In your copy, repeat the records exactly and leave out the pictures.
>>>
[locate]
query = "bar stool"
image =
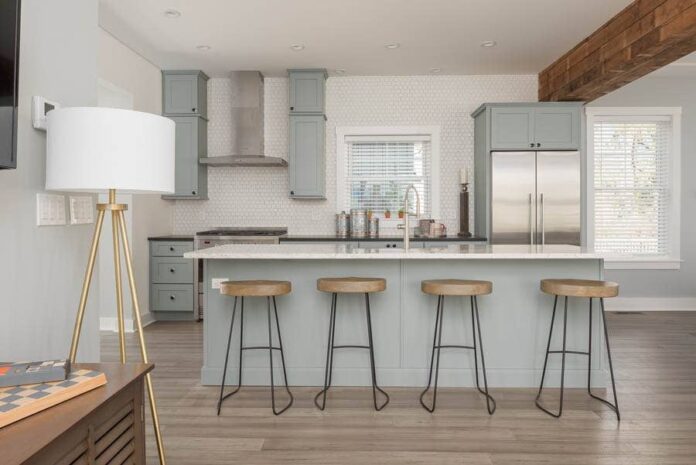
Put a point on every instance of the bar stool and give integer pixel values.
(584, 289)
(269, 290)
(457, 287)
(337, 286)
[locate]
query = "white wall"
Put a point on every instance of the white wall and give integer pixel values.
(259, 196)
(42, 270)
(148, 215)
(666, 92)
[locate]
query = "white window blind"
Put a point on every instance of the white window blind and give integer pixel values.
(632, 185)
(380, 168)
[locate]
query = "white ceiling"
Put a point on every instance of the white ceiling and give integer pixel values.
(351, 34)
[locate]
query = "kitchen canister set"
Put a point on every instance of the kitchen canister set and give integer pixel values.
(356, 224)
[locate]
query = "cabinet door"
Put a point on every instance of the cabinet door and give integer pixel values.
(181, 94)
(557, 128)
(186, 159)
(307, 165)
(512, 128)
(307, 91)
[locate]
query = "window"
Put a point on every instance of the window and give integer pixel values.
(634, 185)
(376, 165)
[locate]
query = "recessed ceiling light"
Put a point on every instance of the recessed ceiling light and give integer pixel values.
(172, 13)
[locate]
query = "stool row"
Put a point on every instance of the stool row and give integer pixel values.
(440, 288)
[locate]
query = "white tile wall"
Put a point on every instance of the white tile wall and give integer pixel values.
<<<
> [Answer to this task]
[locate]
query = "bar stool"
image =
Put a point on every instance of the bar stool and give integer pixel values.
(584, 289)
(269, 290)
(457, 287)
(337, 286)
[locate]
query = "white wall"
Put a point on every instance of the white wall and give integer pixel values.
(259, 196)
(42, 270)
(148, 215)
(666, 92)
[locate]
query = "white window blind"
Put a point on every instance of the white window blind and give integer pixel values.
(632, 185)
(380, 168)
[locate]
query = "white ceiling"
Put a point on every instance of the white ceiling and give integer pixel values.
(351, 34)
[locate]
query = "kitchen canister set"
Put a point on every instance of the kitchen canister set and give integer pixel values.
(356, 224)
[locate]
query = "cabinet door"
Put a point on every instance of the cabinet door and give integer pixel values.
(181, 94)
(557, 128)
(186, 159)
(307, 165)
(512, 128)
(307, 91)
[locate]
query = "window"
Put a point on every instance of the window and give integer pixel values.
(634, 185)
(376, 165)
[locate]
query = "recessed ceiling light"
Put a point on every instance of the recessed ceiling light and give integer pixel values.
(172, 13)
[locate]
query = "stool row"
Put a point on every instance of the stool row and give integer pixel values.
(440, 288)
[locate]
query = "white tile wall"
Put a point on every instance of the white tile wall and give integer pixel values.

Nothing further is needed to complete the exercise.